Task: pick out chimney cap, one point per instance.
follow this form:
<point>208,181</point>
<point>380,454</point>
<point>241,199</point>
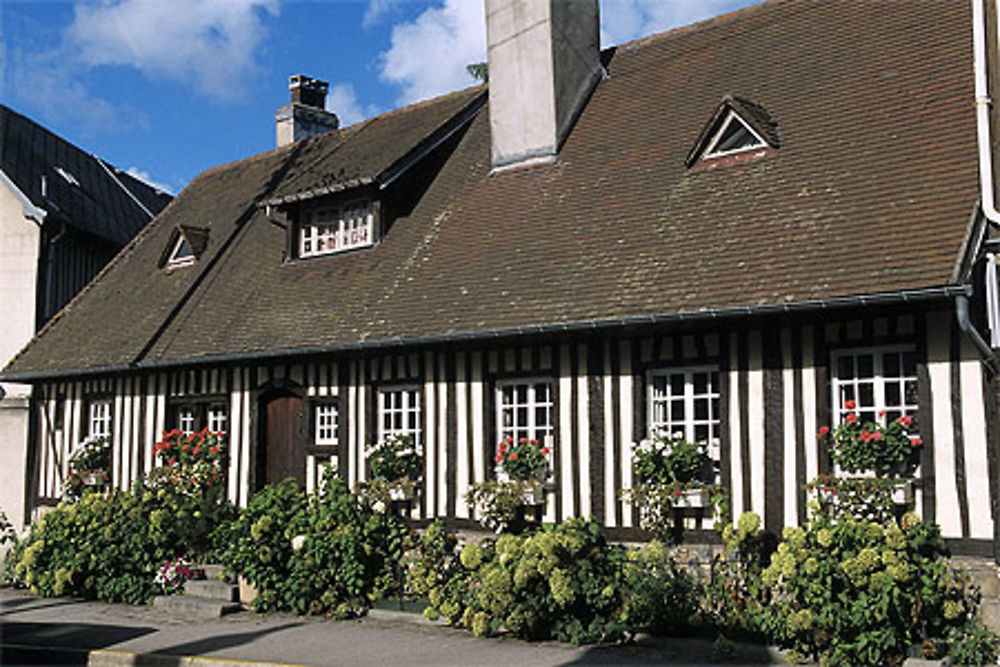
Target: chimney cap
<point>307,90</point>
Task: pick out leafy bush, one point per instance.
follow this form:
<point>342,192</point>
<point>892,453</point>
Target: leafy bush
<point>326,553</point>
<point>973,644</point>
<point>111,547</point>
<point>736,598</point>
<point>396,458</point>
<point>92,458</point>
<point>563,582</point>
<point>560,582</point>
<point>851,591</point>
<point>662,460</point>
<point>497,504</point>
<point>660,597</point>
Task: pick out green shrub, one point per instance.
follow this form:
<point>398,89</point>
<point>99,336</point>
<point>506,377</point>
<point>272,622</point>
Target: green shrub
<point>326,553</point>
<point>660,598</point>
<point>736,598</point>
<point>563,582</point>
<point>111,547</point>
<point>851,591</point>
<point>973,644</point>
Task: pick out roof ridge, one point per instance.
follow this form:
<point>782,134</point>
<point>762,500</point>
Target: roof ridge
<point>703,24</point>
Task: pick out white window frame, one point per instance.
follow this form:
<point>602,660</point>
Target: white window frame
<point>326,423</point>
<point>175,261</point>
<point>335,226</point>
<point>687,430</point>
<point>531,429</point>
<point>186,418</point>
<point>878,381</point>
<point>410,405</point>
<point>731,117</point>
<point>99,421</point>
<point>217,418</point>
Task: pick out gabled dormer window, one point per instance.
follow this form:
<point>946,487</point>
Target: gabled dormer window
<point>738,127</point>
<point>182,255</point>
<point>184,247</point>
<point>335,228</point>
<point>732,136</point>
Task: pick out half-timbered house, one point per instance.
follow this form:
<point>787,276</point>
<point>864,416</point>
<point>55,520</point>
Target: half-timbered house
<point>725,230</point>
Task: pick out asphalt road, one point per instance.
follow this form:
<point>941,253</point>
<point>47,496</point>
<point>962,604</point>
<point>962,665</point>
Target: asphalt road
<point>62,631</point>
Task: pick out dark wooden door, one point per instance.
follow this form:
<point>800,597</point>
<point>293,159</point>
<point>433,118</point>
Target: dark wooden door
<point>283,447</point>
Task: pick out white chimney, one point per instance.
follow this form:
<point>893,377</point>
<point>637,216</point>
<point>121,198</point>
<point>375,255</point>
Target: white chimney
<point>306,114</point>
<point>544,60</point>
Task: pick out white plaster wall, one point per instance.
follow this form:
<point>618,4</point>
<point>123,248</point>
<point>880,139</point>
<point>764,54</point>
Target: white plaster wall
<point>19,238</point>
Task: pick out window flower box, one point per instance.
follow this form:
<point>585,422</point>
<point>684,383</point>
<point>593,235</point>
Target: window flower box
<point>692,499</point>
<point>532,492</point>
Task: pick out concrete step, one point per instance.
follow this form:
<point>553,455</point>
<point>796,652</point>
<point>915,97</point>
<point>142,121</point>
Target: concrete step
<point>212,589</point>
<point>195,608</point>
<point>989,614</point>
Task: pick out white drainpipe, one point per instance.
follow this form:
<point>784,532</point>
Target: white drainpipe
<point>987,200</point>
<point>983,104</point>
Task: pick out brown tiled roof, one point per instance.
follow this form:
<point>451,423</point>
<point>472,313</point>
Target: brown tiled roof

WHAT YOU WILL DO: Using the material above, find each line that holds "brown" and copy that line.

WRITTEN ANSWER:
Task: pick out brown tiled roof, one point per instance.
Target: brown tiled roof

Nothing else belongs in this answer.